### Goal of the exercise
Please render the listing below as a numbered list, leaving out any blank lines.

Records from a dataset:

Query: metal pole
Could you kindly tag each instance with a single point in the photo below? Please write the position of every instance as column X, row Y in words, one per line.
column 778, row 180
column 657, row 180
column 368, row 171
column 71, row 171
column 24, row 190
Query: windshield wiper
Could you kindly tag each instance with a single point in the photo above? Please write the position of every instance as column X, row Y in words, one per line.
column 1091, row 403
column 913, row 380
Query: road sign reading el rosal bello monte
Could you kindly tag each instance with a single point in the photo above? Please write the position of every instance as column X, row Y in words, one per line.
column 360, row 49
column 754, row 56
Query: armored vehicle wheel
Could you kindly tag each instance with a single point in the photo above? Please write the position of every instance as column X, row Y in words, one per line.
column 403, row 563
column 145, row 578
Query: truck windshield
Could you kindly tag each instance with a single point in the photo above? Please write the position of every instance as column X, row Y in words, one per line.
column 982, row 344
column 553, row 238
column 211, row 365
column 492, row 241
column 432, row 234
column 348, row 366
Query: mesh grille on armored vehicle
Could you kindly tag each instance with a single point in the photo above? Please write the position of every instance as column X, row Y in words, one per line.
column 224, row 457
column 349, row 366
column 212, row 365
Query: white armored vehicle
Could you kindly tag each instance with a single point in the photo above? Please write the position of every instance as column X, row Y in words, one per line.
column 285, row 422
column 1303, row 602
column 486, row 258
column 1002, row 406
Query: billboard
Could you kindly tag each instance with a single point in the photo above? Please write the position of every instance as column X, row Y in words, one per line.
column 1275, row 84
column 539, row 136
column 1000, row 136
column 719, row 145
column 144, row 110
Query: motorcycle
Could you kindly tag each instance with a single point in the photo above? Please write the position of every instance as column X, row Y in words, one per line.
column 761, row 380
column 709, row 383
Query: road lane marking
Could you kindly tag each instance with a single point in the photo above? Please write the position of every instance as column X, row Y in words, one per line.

### Worked answer
1. Query: metal pole
2. Could you kindly tag each instance with a single point in the photo below? Please write the position of every instance as column X, row Y in words, one per line.
3. column 778, row 180
4. column 657, row 180
5. column 368, row 171
6. column 71, row 171
7. column 24, row 190
8. Query: windshield wiper
9. Could you kindly tag each instance with a single point in the photo above? Please write the position of every instance as column X, row Y in words, one per line.
10. column 1091, row 403
11. column 913, row 380
12. Query: road sign reading el rosal bello monte
13. Could you kindly tag each instance with a single point in the photo above? Please write the position of every instance as column X, row Y in words, one per line.
14. column 360, row 49
15. column 754, row 56
16. Query: armored vehicle wheel
17. Could you kindly tag each instance with a single point in the photo above? Please write the position of every instance as column X, row Y in words, one per line.
18. column 403, row 563
19. column 145, row 578
20. Query: truck windshield
21. Could you kindly tag each instance with a single point in the photo above? Please write the position of every instance as column X, row Y in words, one per line.
22. column 982, row 344
23. column 553, row 238
24. column 211, row 365
25. column 492, row 241
26. column 432, row 234
27. column 348, row 366
28. Query: mesh grille on armored vehicle
29. Could you kindly tag each instance with a single point in the photo above? Please write the position of every instance as column X, row Y in words, one per line.
30. column 224, row 457
31. column 349, row 366
32. column 212, row 365
33. Query: white armored vehicle
34. Could you kindly tag each instance with a single point in the photo above? Please write the position of every instance as column X, row Y in words, one per line.
35. column 285, row 422
36. column 1303, row 602
37. column 486, row 258
38. column 1002, row 406
39. Query: billboard
40. Could you kindly tag each instance with a single point in the photo above? Please write the position of every instance as column X, row Y in words, one per line.
41. column 1275, row 84
42. column 539, row 136
43. column 1000, row 136
44. column 719, row 145
45. column 144, row 110
46. Query: motorcycle
47. Could you kindly tag each instance with a single point in the photo above? Please write the position of every instance as column X, row Y in words, one per line.
48. column 761, row 380
49. column 709, row 383
50. Query: road lane marking
51. Could you kindly tag each instance with a single point in the photo above? Please write the position of every instance as column X, row Y in words, one per line.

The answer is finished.